Но тот, кто осудил художника за покушение на религиозные устои, ненадолго пережил его: Александр III скончался двадцатого октября 1894 года. У Толстого, как, впрочем, и у всех противников самодержавия, вновь появилась надежда на изменение политического устройства России. Старшему сыну покойного Николаю исполнилось двадцать шесть лет, он собирался жениться на немецкой принцессе Алисе Гессен-Дармштадской, в крещении Александре Федоровне, о которой говорили, что она мягка, покладиста, чувствительна. Надеялись, что новый царь прислушается к либералам и даст своему народу конституцию. На деле этот государь был слабым, полным почтительного уважения к памяти отца и всецело разделяющим взгляды генерального прокурора Святейшего Синода – своего воспитателя. Принимая семнадцатого января 1895 года делегацию представителей земств, показал себя хорошим учеником, сказав, что наслышан о стремлении этих людей участвовать в управлении государством, но, изо всех сил желая добра своему народу, будет, как и отец, неизменно защищать принципы самодержавия. Разочарование было тем сильнее, что велики были ожидания.

______

→ **Задание**: Выпишите из отрывка все качества, которые, по слухам, были свойственны Алисе Гессен-Дармштадской.

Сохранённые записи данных

______

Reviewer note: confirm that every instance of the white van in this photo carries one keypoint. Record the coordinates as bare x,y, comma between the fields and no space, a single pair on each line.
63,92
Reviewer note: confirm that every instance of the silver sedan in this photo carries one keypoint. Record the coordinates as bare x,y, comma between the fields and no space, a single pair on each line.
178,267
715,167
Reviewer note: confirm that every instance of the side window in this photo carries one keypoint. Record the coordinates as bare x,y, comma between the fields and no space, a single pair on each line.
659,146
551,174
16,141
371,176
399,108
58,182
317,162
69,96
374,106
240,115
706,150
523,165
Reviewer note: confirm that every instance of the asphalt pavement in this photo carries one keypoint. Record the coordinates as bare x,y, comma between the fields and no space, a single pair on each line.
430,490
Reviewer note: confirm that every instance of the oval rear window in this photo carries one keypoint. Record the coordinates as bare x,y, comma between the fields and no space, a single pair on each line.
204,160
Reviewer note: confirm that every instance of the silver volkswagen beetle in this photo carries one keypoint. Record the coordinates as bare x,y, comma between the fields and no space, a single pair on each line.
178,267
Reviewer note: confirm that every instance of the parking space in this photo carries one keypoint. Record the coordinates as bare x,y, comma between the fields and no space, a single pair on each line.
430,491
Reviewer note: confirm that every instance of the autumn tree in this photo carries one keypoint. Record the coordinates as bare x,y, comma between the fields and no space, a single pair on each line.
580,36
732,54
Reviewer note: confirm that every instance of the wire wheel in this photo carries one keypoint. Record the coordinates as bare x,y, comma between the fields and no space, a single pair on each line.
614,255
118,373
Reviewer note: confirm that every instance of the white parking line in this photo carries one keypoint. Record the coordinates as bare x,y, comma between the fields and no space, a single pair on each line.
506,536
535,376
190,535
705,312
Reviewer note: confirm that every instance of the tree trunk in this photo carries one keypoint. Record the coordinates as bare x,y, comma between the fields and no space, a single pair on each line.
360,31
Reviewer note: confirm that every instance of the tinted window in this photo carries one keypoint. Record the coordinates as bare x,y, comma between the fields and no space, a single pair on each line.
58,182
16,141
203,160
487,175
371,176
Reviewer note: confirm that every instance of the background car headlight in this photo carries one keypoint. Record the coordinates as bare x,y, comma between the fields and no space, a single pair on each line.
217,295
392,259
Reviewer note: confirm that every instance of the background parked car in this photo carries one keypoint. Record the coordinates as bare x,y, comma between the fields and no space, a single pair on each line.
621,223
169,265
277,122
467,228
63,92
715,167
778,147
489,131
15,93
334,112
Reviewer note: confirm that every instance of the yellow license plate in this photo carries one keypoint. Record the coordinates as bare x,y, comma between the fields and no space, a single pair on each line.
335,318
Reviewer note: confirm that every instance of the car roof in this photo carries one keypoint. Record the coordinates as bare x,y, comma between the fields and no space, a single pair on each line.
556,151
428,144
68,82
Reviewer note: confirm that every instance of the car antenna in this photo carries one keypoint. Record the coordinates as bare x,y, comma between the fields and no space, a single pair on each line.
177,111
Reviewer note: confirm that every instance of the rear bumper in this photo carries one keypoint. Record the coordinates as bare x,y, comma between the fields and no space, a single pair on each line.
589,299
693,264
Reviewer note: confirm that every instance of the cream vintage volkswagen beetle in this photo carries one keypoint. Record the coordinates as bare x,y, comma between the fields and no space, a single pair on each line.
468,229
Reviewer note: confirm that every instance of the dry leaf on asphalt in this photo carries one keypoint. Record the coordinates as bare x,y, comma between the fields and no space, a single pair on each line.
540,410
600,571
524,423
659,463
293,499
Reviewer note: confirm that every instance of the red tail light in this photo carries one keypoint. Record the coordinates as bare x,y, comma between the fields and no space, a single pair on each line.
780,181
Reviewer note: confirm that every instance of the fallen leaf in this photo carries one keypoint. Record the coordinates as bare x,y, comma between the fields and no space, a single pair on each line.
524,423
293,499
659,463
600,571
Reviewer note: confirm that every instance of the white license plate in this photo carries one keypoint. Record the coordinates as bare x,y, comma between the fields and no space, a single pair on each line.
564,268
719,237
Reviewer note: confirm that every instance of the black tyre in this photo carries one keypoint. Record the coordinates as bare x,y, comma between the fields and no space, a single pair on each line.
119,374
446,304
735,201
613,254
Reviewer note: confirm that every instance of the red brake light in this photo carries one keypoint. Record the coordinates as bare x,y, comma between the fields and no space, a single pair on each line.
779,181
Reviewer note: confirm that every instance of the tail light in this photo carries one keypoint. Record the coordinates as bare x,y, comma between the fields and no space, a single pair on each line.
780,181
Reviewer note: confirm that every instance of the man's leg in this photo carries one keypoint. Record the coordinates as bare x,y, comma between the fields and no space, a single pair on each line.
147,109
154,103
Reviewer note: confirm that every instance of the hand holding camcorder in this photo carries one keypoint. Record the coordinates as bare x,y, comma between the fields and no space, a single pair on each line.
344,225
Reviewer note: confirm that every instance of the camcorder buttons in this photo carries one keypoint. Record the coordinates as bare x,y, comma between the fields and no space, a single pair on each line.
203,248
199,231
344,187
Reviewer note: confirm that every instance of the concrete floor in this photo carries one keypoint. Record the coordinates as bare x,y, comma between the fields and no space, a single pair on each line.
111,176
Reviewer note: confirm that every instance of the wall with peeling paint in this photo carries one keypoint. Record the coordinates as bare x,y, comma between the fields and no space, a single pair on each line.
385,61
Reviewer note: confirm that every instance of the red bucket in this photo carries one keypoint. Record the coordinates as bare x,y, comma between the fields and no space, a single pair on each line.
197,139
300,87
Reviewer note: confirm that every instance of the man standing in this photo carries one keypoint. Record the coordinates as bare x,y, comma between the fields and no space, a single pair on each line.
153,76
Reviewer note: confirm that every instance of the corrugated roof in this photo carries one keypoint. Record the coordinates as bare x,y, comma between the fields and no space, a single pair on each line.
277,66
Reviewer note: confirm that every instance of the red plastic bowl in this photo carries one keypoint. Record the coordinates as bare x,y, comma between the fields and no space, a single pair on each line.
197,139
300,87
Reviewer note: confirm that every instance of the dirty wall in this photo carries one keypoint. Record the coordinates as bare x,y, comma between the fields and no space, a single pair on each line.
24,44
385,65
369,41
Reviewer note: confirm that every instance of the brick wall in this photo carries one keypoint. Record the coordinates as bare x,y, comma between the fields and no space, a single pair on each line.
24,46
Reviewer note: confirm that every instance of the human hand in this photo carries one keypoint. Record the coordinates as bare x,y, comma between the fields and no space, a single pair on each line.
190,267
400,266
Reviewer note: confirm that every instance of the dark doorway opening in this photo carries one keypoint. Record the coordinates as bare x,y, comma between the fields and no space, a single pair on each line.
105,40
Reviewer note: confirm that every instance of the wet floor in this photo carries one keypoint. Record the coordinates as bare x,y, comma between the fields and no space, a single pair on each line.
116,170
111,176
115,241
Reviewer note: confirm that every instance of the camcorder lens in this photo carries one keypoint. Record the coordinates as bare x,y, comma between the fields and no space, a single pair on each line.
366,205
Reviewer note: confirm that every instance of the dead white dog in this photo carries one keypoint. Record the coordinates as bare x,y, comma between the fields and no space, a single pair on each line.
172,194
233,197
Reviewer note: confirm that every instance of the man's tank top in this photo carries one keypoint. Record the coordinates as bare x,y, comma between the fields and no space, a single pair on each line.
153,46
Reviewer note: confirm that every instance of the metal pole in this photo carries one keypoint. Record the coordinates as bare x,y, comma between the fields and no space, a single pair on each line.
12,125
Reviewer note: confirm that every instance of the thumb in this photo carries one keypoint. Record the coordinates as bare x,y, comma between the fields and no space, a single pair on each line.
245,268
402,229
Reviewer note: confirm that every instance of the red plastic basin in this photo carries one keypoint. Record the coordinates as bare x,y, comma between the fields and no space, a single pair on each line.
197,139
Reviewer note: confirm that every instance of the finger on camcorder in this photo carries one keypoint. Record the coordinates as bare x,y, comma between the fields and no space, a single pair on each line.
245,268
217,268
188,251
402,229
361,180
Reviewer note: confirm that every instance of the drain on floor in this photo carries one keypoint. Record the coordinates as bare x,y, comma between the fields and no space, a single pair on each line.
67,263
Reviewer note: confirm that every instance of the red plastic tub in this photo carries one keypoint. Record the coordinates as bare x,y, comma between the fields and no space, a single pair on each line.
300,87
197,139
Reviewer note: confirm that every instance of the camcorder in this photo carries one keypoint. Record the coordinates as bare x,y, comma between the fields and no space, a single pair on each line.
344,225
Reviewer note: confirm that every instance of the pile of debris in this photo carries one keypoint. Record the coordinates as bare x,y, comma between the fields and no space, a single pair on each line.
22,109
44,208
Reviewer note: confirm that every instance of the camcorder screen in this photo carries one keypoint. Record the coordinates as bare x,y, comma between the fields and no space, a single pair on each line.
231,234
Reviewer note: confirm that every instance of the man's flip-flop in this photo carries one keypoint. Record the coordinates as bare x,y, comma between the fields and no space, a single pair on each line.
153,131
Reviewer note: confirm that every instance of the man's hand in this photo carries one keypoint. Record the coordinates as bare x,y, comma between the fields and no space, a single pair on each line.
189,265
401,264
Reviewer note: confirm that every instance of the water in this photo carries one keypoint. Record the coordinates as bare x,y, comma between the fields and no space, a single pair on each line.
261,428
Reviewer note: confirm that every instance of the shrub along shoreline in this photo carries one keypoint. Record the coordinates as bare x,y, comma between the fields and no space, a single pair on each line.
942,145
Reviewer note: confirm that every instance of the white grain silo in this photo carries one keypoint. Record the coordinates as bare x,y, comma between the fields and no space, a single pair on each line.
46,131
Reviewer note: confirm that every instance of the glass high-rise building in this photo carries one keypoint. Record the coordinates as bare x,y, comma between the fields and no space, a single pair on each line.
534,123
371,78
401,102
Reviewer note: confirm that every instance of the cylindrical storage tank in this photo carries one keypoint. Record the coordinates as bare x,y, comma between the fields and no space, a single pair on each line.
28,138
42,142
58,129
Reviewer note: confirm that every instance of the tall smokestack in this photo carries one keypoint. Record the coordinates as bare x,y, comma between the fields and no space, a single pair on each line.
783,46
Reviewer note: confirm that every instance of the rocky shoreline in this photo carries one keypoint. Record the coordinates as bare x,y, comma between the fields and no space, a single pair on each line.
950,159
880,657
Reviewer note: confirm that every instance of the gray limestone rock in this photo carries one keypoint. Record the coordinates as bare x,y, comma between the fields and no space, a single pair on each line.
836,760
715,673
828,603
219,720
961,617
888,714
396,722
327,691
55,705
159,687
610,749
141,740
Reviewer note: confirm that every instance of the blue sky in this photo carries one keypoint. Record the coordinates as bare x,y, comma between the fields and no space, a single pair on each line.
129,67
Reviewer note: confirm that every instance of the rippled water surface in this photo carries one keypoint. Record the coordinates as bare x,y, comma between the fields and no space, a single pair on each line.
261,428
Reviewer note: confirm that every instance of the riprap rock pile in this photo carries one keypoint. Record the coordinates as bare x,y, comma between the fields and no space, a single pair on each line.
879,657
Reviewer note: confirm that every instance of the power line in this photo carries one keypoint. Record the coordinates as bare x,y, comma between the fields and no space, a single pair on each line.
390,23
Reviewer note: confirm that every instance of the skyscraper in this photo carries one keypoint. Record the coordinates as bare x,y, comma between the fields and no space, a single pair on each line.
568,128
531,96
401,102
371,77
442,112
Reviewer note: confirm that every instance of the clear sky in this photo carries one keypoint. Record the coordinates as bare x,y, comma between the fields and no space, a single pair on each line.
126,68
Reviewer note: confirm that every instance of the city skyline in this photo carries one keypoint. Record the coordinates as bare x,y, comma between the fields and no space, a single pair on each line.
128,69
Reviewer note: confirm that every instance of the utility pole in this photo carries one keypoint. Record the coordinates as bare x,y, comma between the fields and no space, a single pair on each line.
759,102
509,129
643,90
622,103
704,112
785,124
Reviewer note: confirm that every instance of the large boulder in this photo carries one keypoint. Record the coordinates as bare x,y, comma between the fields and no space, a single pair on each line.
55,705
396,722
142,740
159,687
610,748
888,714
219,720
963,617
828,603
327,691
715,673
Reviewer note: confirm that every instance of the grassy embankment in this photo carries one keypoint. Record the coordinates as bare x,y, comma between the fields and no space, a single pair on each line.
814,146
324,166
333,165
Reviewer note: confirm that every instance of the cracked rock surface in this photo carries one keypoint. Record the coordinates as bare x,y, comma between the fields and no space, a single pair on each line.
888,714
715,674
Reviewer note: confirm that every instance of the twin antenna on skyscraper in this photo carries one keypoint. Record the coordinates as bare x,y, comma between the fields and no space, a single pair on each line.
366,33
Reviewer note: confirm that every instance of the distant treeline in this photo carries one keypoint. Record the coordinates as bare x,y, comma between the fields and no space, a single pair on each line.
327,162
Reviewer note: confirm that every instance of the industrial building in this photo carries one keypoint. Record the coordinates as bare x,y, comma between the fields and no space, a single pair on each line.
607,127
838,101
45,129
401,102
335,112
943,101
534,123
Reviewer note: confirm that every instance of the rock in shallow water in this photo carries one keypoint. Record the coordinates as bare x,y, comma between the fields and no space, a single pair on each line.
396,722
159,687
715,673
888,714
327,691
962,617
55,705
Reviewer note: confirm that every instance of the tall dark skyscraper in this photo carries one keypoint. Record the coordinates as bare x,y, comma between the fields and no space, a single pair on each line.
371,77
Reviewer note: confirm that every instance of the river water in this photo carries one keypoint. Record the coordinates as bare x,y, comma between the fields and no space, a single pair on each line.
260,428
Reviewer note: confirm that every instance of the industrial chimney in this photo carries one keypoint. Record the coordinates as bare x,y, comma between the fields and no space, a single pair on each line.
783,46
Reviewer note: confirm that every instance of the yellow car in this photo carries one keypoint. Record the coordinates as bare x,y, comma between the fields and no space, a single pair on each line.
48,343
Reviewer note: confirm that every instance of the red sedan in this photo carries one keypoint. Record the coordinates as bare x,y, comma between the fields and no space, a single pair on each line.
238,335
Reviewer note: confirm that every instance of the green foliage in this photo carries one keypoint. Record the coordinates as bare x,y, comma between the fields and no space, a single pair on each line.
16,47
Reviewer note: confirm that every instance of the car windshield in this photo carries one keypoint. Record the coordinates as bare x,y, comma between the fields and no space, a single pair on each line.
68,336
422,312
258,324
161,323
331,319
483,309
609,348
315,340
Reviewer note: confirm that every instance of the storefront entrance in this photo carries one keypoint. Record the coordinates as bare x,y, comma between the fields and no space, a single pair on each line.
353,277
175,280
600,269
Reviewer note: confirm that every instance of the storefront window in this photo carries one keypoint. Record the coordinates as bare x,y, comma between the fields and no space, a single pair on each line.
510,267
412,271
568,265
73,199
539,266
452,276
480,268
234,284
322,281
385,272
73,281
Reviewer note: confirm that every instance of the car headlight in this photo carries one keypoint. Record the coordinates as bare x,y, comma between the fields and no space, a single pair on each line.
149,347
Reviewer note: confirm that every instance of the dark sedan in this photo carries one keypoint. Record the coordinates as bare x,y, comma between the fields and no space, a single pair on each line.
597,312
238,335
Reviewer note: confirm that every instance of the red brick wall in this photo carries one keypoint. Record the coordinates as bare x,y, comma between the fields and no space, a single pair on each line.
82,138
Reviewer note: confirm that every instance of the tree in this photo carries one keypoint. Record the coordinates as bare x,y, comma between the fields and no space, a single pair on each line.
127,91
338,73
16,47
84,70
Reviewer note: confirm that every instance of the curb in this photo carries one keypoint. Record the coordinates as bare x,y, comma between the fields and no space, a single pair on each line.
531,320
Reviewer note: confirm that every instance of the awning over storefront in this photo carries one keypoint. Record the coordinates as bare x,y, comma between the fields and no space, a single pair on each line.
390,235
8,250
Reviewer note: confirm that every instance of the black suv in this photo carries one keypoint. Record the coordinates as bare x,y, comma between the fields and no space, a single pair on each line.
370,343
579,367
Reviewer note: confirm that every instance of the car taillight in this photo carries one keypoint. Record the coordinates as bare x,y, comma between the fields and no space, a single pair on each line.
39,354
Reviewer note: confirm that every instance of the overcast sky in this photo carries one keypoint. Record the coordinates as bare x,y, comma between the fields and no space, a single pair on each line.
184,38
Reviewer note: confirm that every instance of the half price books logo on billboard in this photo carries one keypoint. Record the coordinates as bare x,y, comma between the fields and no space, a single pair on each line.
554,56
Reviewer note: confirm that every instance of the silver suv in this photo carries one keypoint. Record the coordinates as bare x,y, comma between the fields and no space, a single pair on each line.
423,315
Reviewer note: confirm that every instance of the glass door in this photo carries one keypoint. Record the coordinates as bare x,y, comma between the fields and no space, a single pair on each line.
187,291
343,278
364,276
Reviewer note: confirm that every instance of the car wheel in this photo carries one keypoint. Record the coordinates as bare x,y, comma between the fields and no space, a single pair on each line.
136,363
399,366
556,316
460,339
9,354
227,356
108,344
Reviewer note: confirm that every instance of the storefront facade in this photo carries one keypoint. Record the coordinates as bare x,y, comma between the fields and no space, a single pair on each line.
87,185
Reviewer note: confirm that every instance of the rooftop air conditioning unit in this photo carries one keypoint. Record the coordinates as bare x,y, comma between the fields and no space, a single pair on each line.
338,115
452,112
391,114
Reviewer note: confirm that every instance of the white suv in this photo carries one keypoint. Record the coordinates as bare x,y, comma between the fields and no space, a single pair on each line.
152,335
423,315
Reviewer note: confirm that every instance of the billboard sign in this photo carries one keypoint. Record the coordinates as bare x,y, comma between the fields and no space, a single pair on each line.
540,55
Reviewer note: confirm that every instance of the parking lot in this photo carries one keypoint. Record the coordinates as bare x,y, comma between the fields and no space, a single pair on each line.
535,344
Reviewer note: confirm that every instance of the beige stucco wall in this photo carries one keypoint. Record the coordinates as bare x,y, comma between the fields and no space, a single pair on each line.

______

→ **Ваш ответ**: мягка, покладиста, чувствительна